### WHAT TO WORK ON
The expected output is each line below containing "roof", copied in full.

** RECORDS SHOWN follows **

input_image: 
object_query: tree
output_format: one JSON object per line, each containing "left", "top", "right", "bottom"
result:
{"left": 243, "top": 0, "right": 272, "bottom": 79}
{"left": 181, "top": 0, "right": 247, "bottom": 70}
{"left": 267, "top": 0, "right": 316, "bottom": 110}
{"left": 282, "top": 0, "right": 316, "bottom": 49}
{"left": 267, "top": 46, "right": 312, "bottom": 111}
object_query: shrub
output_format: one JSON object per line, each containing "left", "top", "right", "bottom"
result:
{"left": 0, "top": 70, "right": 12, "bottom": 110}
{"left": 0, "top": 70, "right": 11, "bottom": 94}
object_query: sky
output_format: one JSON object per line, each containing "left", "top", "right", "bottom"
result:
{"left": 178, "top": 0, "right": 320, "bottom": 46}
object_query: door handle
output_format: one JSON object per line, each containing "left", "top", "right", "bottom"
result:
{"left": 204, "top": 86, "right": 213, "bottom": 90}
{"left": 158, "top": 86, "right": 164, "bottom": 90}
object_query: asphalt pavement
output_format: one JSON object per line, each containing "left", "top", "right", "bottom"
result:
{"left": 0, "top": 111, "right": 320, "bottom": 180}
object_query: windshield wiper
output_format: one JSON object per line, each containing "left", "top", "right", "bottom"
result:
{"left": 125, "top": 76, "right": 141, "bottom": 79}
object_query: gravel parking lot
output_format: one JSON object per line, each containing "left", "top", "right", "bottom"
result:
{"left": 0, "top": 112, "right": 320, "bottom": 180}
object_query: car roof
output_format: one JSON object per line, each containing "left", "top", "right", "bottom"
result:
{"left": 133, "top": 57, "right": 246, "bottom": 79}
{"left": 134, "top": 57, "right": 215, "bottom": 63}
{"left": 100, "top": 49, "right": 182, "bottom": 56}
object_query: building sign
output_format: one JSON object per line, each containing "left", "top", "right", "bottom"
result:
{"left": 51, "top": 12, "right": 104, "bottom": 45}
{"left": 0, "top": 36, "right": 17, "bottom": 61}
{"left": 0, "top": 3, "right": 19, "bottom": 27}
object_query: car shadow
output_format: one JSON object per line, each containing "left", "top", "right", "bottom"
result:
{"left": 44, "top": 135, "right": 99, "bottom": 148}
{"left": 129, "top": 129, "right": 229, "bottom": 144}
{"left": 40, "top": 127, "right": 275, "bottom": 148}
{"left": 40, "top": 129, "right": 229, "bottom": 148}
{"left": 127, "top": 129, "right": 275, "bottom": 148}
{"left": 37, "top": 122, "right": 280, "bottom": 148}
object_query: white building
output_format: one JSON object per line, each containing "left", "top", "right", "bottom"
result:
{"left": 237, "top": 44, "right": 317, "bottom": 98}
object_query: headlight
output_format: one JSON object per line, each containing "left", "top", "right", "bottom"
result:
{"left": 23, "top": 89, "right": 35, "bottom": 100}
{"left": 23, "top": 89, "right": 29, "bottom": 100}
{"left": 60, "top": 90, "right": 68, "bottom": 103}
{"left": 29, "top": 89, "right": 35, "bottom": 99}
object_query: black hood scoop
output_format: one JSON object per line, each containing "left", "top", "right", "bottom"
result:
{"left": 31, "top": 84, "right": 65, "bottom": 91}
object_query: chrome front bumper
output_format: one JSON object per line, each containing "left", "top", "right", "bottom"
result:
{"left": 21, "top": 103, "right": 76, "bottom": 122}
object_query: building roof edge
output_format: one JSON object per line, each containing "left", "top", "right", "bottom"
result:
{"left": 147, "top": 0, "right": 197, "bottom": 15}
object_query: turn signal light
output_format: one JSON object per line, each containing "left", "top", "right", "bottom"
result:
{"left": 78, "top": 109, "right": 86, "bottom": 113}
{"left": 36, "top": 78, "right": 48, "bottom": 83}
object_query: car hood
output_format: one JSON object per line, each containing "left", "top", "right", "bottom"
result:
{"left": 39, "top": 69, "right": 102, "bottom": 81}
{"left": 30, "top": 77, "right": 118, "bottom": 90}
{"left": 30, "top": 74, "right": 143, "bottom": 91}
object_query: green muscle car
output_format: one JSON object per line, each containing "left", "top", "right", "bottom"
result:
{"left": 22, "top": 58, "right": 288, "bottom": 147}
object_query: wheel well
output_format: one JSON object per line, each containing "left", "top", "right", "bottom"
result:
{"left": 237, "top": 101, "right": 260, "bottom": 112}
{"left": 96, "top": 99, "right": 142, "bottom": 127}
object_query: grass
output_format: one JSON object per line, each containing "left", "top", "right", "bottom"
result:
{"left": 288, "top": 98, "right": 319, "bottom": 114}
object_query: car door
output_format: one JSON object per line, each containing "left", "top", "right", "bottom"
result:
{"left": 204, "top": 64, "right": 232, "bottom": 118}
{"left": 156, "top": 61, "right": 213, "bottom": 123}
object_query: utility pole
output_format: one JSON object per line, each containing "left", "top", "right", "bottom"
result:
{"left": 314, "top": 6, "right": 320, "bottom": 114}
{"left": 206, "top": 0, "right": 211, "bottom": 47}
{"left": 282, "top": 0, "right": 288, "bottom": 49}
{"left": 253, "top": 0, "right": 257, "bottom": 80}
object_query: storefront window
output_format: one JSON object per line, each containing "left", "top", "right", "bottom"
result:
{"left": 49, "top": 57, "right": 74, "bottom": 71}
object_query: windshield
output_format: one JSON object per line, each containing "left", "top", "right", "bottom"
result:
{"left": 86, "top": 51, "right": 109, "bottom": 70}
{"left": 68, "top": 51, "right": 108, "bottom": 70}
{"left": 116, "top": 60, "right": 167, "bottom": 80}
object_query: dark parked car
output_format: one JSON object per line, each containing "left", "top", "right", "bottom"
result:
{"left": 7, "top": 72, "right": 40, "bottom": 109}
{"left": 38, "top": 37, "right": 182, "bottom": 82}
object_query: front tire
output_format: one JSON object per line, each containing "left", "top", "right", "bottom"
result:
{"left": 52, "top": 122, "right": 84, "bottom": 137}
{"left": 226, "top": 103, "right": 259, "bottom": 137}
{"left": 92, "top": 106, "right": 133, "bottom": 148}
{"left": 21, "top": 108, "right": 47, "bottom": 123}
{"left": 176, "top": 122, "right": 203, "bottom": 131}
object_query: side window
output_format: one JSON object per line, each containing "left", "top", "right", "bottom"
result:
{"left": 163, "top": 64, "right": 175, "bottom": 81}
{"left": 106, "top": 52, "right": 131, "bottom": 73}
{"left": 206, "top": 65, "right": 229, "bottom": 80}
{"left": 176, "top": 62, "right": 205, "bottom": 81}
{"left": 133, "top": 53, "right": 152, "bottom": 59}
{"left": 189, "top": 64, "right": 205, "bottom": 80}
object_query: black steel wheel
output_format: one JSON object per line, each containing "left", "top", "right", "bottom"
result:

** End of RECORDS SHOWN **

### WRITTEN ANSWER
object_query: car roof
object_query: building roof edge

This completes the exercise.